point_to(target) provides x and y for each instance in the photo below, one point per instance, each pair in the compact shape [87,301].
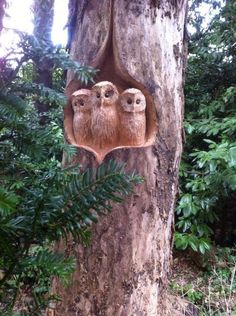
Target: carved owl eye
[129,101]
[109,94]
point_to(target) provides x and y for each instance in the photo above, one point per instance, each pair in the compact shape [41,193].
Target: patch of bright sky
[19,17]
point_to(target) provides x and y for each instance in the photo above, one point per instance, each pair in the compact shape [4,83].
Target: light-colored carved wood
[132,118]
[81,102]
[104,116]
[138,44]
[104,120]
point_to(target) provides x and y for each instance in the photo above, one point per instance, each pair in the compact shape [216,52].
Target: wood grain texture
[124,271]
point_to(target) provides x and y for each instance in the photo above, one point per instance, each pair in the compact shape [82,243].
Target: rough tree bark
[136,44]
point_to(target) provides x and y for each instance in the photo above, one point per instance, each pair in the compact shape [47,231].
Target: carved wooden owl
[104,114]
[82,104]
[132,127]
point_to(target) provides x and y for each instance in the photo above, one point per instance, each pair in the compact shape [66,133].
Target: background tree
[43,21]
[39,202]
[208,169]
[2,12]
[124,270]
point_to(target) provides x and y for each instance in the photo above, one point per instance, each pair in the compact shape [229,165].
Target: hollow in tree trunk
[135,44]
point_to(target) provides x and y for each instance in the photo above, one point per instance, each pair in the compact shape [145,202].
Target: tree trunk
[137,44]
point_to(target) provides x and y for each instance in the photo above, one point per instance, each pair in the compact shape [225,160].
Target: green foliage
[40,202]
[213,290]
[208,169]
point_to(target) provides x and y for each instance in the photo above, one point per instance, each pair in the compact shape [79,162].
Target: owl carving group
[103,118]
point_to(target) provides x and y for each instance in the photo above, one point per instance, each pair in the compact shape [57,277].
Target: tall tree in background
[134,44]
[43,21]
[2,12]
[206,209]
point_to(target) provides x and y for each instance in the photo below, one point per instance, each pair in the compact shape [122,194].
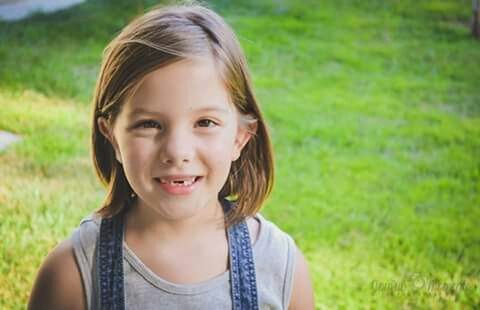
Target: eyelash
[156,124]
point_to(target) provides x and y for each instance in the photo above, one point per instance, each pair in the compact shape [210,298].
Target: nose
[177,148]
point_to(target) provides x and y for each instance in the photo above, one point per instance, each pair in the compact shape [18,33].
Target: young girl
[180,143]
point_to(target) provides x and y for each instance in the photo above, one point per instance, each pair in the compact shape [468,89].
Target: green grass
[375,114]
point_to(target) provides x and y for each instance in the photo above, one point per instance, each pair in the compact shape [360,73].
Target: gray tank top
[273,252]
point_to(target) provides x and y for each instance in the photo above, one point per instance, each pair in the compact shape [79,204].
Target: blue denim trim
[110,264]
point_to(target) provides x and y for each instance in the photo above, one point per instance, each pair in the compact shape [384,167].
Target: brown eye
[206,123]
[149,124]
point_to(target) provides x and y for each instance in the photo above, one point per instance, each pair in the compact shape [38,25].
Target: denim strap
[110,264]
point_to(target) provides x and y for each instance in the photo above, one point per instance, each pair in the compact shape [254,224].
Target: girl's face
[177,137]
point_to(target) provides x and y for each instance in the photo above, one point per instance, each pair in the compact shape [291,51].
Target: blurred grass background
[375,114]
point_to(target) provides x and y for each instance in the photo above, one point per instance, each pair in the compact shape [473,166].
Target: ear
[107,131]
[244,134]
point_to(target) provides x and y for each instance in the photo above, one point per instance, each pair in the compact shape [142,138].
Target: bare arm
[302,291]
[58,284]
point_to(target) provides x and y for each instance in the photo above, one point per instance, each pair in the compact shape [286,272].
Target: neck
[145,221]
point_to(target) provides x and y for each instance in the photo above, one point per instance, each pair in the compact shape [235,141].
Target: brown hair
[159,37]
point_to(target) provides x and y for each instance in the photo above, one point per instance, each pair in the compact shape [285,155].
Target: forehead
[189,84]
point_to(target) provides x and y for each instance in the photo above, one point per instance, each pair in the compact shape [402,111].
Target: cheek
[136,152]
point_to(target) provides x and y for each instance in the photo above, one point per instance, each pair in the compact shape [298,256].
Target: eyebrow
[137,111]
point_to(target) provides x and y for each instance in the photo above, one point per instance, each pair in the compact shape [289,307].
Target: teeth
[186,182]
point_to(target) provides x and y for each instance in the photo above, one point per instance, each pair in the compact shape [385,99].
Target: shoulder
[58,284]
[302,291]
[281,250]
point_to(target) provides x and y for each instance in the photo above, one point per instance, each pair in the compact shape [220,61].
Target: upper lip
[174,177]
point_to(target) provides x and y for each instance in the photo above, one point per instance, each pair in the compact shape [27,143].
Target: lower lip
[180,189]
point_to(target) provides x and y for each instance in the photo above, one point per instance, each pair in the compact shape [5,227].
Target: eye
[206,123]
[148,124]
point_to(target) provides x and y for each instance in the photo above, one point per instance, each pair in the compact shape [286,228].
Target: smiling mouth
[184,182]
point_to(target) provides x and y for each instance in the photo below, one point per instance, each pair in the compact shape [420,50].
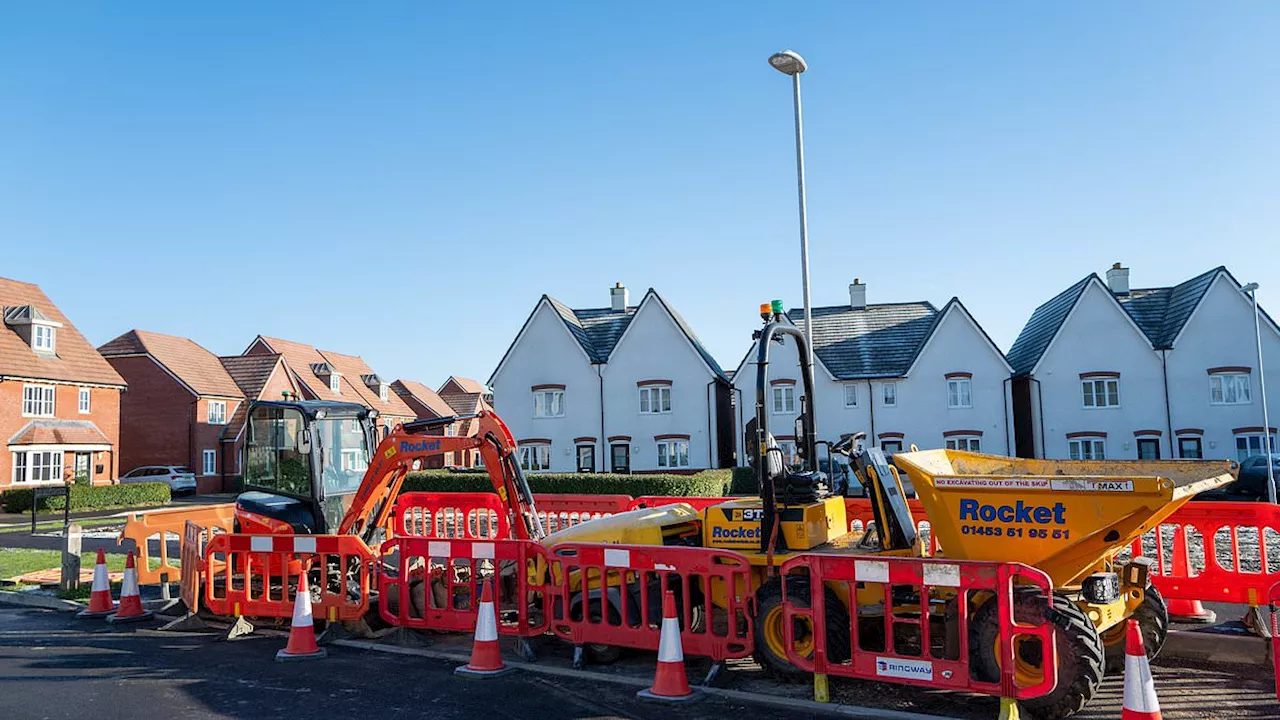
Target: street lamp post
[1252,288]
[792,64]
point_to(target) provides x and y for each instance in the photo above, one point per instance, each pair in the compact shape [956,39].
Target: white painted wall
[548,354]
[654,347]
[1220,333]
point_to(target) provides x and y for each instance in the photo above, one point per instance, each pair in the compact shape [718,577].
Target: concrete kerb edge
[740,696]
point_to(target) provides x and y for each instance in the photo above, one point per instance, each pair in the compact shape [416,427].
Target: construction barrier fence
[913,621]
[257,575]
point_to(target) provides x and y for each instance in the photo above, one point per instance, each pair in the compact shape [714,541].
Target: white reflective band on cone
[668,643]
[487,625]
[1139,692]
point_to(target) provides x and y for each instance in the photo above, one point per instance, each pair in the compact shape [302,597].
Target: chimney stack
[1118,279]
[858,295]
[618,297]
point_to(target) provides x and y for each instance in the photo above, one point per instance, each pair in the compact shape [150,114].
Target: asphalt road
[53,665]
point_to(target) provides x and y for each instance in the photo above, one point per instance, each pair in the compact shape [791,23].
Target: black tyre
[1080,664]
[1152,618]
[768,630]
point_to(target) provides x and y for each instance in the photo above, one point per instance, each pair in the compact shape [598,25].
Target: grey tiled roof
[880,341]
[1160,313]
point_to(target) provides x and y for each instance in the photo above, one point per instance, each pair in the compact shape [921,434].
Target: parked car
[181,479]
[1251,483]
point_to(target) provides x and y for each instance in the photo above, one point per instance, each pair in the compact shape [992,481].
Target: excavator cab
[302,464]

-*-*-

Work to be completed: Copy the data exactly. Pictures do not belong in the copy.

Solution:
point_to(target) provides x and y for each instance in the photo below, one point per instance, each pair in the compact shape [87,301].
Target: carved owl eye
[129,101]
[109,94]
point_to(target) provides x and y for each instance in the photo above, one point per instance, each pair in the compact shape [41,193].
Target: patch of bright sky
[19,17]
point_to(target) provides x and y for each instance in the photo above, one point per instance, each pair in the compact shape [4,83].
Target: light-colored carved wood
[132,118]
[81,102]
[104,116]
[138,44]
[104,120]
point_to(target) provides x and y for each instance in the photo above, one point per instance, each pair in the compact shape [216,52].
Target: wood grain texture
[124,271]
point_to(target) provides x and y for each instance in the photo above, one point per instance, each pair in the compact shape [82,243].
Target: rough tree bark
[136,44]
point_to(target) provides x and y for each instance in the photo above, one point per instance, each pair in the compact shape [47,231].
Target: carved wooden owl
[104,114]
[82,104]
[132,127]
point_to(target) provides x and y for each instance in the photo above, one point per instance, each pair in the compact shape [66,133].
Target: background tree
[43,21]
[39,202]
[208,169]
[2,12]
[124,270]
point_to(target) provides x and y for each instance in the photo above, one point per instance, each pair in the compact shape [229,165].
Target: hollow in tree trunk
[135,44]
point_to(target) provides x and y for each instance in the photo above, one point per instance, each pair in the compact shape [145,202].
Target: tree trunk
[137,44]
point_to(target) provides x and y for each instance in the photo above, one point per instance, each pair in the compact shape [225,160].
Target: green foliage
[40,202]
[213,290]
[208,169]
point_to(target) provides x and y for each instance in the photo above, one point per instance, each pair in the compact shape [79,162].
Target: owl carving group
[103,118]
point_to(target) provides x and y for each instance in the photo above, one point per instance, each pair in the compact shape [57,277].
Target: tall tree in background
[134,44]
[43,21]
[2,12]
[206,209]
point_to(target) provides x and y for each instance in the photo below, one point per instance, each pair in the compact shape [122,194].
Target: eyelash
[156,124]
point_to(target) provides x and y for each instance in the photo above, one point per instance, each pair in the compact shape [210,298].
Target: nose
[177,148]
point_to(target) provides x and y for each instance in the photo above, one point per instance, each pair in the compact shape [18,33].
Target: young girl
[180,143]
point_to(target) provides x and y for each instance in the photo above, one point per instance, each pair in the compact shape [468,89].
Target: green grass
[375,114]
point_to(target) provides x and y for each instance in the photo above, one point per instance, each pair in the compact shape [360,73].
Target: gray tank top
[273,252]
point_to(target) provides x and y for each instance in the photo above, one point per instance, each pair in the compact shape [79,204].
Target: blue denim trim
[110,264]
point_to(target) provides x and y for each instance in the photo above, one point per instance, each pair in the compact shape [384,167].
Target: brown eye
[206,123]
[149,124]
point_to(target) provides x and y for each instance in the photo above, one point per instance, each pair in the compact shape [38,25].
Target: denim strap
[110,264]
point_to(target) provides x and y for each instance in the photo above, one point per instance, each pair in the compact shape [254,224].
Target: girl's face
[177,137]
point_to(target) provides x and y for each instance in the photo above, one point per instance, each pair in the compact shape [291,51].
Target: blurred grass background
[375,114]
point_to(target) provides x and y for each instance in the photo above, one point per instance, each pair in the compact shape [473,166].
Target: ear
[107,131]
[244,134]
point_to(target) provides x and y for each instance in the photo above, one point per instance, each pair in the compact shape [142,138].
Target: bare arm
[302,291]
[58,284]
point_to(target) provides x and y for each instance in the photo above, one point per instance, each pair in the compact shape [286,272].
Target: neck
[145,221]
point_to(target) provides x and y for each instance in the photo above, one point per instance, each pair in the compact shape [235,141].
Target: brown hair
[159,37]
point_to(target) provides x and y for each instance in the photo above, one point per instance, each pair in the compact shape [285,155].
Target: forehead
[189,84]
point_to(target) provides x and y for each instance in the photo above, one point per instance, each pair in the compact shape [402,111].
Target: cheek
[136,152]
point_to(target) provides x and y for each instance in the photo above, one point per instance, each pair in the compact shape [298,256].
Target: eyebrow
[137,111]
point_to(target) provides x and y for each instance in the photo above, one point per instance, each pair in the compact shape [289,307].
Target: teeth
[186,182]
point_to(target) provides x and y for each instance in the photo above, one point per instance, each pair in the compact shape [385,99].
Target: shoulder
[58,284]
[302,291]
[281,250]
point_to(target) provides x and y for each instance in the photo above, one point per instance, each pair in the compact shape [220,61].
Target: upper lip
[174,177]
point_to(target) provides x and y for each instance in the photo above, one point per instance, each pair in the compact shape [27,143].
Target: lower lip
[180,189]
point_to(target) provides x and y for each instance in the photo above, one point per instance, each pair in the compact shape [5,227].
Target: eye
[206,123]
[148,124]
point_to(target) provides x and y for each instance in the photo above, one point per instance, each pair in the compact shape [286,228].
Target: smiling mouth
[184,182]
point_to(target) provides x and y for each instance in the photo below, one point per instance, each pair in the compact shape [420,50].
Target: street lamp post
[1252,288]
[792,64]
point_to(target) provides x and y for each instance in the photo above, one point per instance, each pair in the compact shape [956,39].
Target: white painted wall
[548,354]
[654,347]
[1220,333]
point_to(target) provides x and y for each instance in the photo above, one point per instance, each pair in the compact shape [718,577].
Target: concrete kerb edge
[740,696]
point_to(target) provides x and y for each instance in the photo above, one point per instance, each pair in the compact shape [416,427].
Target: construction barrier fence
[913,621]
[257,575]
point_to(target) provides x and y for each instance in the photo above, one point per instance, each pair in the compact shape [714,541].
Target: white reflective band on cone
[668,643]
[487,625]
[1139,692]
point_to(target) provides x and y for each instance in the photo above, one point per instance, each pair in the compact shape [302,597].
Target: chimney stack
[1118,279]
[858,295]
[618,297]
point_to(target) provides x and y for each instance in the photo above, one point per instance, each pair in the compact shape [150,114].
Target: asphalt road
[53,665]
point_to(target) provides x and y for each instance in the photo above, one point per instance, each pair in the compact shape [791,23].
Target: black tyre
[1080,664]
[1152,618]
[768,630]
point_to(target) provides x and y for each instance in the photo above, one point per instance, each pair in the compact shape [598,25].
Target: grey tiled roof
[880,341]
[1160,313]
point_to(target) provides x and y for each instance in the photo above, one point per instance, each pair in the compact shape [921,434].
Target: parked car
[181,479]
[1251,483]
point_to(target) provides x and y for each instance in the photo above, one point per instance, each pair in the compact shape [992,481].
Target: excavator cab
[302,464]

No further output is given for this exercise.